▶ _Natural language region descriptions_:
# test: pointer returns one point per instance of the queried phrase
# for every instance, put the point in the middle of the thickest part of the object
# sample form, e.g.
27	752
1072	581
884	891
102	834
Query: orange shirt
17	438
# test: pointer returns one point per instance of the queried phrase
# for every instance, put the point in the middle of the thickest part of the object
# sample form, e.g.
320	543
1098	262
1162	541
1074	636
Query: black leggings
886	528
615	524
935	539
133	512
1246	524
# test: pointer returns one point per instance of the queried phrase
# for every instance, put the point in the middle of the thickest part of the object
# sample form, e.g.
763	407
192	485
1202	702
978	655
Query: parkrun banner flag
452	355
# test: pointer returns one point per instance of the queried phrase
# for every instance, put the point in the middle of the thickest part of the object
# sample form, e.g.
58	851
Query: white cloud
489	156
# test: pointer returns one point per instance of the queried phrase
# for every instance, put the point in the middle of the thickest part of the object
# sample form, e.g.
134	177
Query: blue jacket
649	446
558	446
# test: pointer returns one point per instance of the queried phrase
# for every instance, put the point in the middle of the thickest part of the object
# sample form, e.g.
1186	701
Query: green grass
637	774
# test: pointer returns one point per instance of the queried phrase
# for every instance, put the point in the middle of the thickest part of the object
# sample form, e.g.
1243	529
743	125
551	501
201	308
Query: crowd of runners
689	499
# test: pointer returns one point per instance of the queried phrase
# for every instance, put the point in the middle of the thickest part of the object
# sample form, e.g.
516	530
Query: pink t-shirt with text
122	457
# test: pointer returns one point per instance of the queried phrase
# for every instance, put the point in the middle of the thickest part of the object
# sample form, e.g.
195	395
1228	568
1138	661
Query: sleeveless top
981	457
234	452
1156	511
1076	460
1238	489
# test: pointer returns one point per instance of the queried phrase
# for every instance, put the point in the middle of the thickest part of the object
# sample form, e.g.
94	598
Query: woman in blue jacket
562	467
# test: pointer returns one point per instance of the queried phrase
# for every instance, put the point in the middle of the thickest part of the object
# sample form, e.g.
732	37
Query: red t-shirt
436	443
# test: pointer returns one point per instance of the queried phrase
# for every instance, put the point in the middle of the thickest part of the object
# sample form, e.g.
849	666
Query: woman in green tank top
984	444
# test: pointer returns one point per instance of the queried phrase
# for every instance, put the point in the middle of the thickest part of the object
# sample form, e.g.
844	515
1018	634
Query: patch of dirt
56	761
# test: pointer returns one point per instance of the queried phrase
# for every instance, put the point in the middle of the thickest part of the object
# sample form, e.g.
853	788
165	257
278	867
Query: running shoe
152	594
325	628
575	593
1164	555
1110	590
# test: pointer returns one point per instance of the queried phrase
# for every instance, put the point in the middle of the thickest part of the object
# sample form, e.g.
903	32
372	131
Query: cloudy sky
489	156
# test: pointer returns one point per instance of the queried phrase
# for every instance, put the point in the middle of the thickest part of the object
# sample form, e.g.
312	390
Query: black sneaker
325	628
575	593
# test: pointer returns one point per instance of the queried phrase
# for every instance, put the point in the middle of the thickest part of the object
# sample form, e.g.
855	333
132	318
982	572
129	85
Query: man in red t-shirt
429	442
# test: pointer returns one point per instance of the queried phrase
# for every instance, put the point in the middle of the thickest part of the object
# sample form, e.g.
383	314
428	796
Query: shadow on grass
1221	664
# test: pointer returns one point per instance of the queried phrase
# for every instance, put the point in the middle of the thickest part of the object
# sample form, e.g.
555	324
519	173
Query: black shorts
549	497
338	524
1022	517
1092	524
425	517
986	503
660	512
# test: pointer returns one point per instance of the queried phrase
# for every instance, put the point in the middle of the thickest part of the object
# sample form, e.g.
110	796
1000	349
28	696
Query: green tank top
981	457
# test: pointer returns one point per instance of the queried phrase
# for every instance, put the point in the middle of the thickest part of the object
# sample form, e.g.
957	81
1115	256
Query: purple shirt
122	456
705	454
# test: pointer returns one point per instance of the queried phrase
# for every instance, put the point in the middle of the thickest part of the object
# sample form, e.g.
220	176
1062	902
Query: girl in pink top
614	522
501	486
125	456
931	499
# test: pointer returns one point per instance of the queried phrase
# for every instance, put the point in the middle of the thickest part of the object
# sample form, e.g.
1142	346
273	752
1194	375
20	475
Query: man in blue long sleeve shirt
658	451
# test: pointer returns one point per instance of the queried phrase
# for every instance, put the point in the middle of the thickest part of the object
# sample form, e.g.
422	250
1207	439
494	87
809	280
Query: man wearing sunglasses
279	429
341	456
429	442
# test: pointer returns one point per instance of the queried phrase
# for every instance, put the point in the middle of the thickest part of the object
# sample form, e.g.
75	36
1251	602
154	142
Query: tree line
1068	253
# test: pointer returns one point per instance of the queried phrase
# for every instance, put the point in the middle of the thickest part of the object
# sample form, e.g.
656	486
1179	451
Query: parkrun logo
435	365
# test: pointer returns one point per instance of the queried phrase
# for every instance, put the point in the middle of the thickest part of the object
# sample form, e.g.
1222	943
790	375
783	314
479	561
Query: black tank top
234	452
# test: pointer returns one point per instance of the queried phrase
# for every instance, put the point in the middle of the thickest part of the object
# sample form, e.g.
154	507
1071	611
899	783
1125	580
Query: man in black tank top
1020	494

▶ _WHAT IS EXPECTED_: Restate the data above in full, word for word.

▶ _RESULT OF THIS EXERCISE_:
# test: pointer returns one point per instance of the queried phrase
# for every instance, put the point in the middle of the thickest part of the object
# sample form, e.g.
27	752
1072	581
884	891
102	834
Query: orange shirt
17	438
# test: pointer returns one point per instance of the queried phrase
# for every instance, put the point in the middle of the thickest part of the object
# sample form, e.g.
320	543
1098	262
1162	541
1074	636
Query: black leggings
886	528
615	524
935	539
133	512
1246	524
# test: pointer returns one point per instance of the queried phrase
# for every instance, put the point in the middle of the thickest part of the object
# sample form, e.g.
763	407
192	485
1202	702
978	655
Query: parkrun banner flag
452	355
# test: pointer returns one point per instance of the queried phrase
# for every instance, put the point in the middle of the thickest part of the object
# sample form, e.g.
58	851
Query: white cloud
489	156
# test: pointer returns one point per instance of the queried phrase
# for every instance, put the point in the middle of the thickest part of the object
# sample form, e.g.
134	177
Query: blue jacket
649	446
558	446
# test: pointer returns one point per instance of the queried phrase
# for every instance, put the point in the middle of the thickest part of the object
# sample form, e.g.
1186	701
Query: green grass
637	774
# test: pointer returns one point per instance of the queried phrase
# for every instance, put the point in the middle of the thickest part of the object
# sample form, e.g.
1243	529
743	125
551	501
201	308
Query: crowd of runners
689	499
# test: pointer returns one point per instance of the queried phrase
# for every instance, put the point in the middle of the thickest part of the object
# sample form, e.g.
516	530
Query: pink t-shirt with text
122	457
# test: pointer returns one point per instance of the queried phrase
# for every instance, put the point in the middle of the thickest part of the object
# sample form, e.g.
195	395
1228	568
1138	661
Query: sleeveless top
981	457
234	452
1156	511
1076	460
1238	489
# test: pointer returns one point per instance of the queried phrase
# for every instance, put the point in the middle of the thickest part of the object
# sample form, e.g.
94	598
Query: woman in blue jacket
562	467
# test: pointer returns one point per instance of the queried phrase
# for every instance, put the point in the middle of the thickest part of the object
# sample form, e.g.
732	37
Query: red t-shirt
436	443
# test: pointer returns one point per instance of the queried phrase
# for every instance, put the point in the middle of the thickest part of the object
# sample form, e.g.
849	666
Query: woman in green tank top
984	444
# test: pointer returns one point per instance of the queried phrase
# for every instance, put the point in the middle of the thickest part of the object
# sample form, e.g.
844	515
1018	634
Query: patch of dirt
56	761
# test: pointer returns one point per instance of the queried phrase
# for every instance, put the point in the middle of the thickest part of the object
# sample form, e.g.
853	788
165	257
278	867
Query: running shoe
152	594
325	628
575	593
1164	555
1110	590
# test: pointer returns one point per instance of the queried phrase
# for every instance, put the point in the middle of the thickest part of the object
# sample form, e.g.
903	32
372	131
Query: cloudy sky
489	156
# test: pointer returns one point per instance of the queried phrase
# for every instance, put the point in the middle of the thickest part of the object
# sample form, e.g.
312	390
Query: black sneaker
325	628
575	593
# test: pointer returns one point per instance of the queried phrase
# for every instance, put the point in the middle of the thickest part of the object
# sample form, e.g.
855	333
132	318
982	572
129	85
Query: man in red t-shirt
429	442
# test: pointer returns one point per instance of the queried phrase
# for every instance, put the point in the middle of the thickest part of the object
# sample form, e.g.
383	314
428	796
Query: shadow on grass
1221	664
# test: pointer returns one point per instance of the queried phrase
# for every instance, put the point in the middle of the thickest part of the object
# sample form, e.g.
555	324
519	173
Query: black shorts
549	497
338	524
1022	517
1092	524
425	517
986	503
660	512
# test: pointer returns one point per instance of the queried phrase
# for every instance, put the point in the middle of the thickest part of the object
# sample form, e.g.
110	796
1000	349
28	696
Query: green tank top
981	457
# test: pointer returns one point per instance of the queried phrase
# for every instance, put the point in the middle of the thickest part of the object
# sample form, e.g.
957	81
1115	256
Query: purple shirt
122	456
705	454
# test: pointer returns one point per instance of the queried phrase
# for every instance, put the point in the middle of the thickest part of the object
# sample form, e.g.
220	176
1062	902
Query: girl in pink top
614	522
501	486
125	456
931	499
# test: pointer returns one point per instance of the queried phrase
# for every instance, put the point in the middle of the thickest part of the object
# sample form, e.g.
1142	346
273	752
1194	375
20	475
Query: man in blue long sleeve shirt
658	451
# test: pointer returns one point per instance of the queried phrase
# for every instance, put the point in the middle of the thickest part of the object
# sample form, e.g.
422	250
1207	439
494	87
809	280
Query: man wearing sunglasses
279	429
341	456
429	442
# test: pointer returns one point per instance of the queried phrase
# for every instance, put the point in the middle of the thickest part of the object
# sample form, e.g.
75	36
1251	602
154	142
Query: tree line
1068	253
# test: pointer returns one point per instance of the queried phrase
# for every instance, put the point in the middle of the thickest part of the object
# sample form, e.g.
656	486
1179	451
Query: parkrun logo
435	365
# test: pointer returns one point per instance of the queried phrase
# for every instance, put the point in the middle of the thickest part of the object
# sample form, e.g.
1222	943
790	375
783	314
479	561
Query: black tank top
234	452
# test: pointer returns one point per instance of the queried phrase
# for every instance, put the point in the middle of the thickest part of the object
# sample form, e.g.
154	507
1071	611
899	783
1125	580
Query: man in black tank top
1020	494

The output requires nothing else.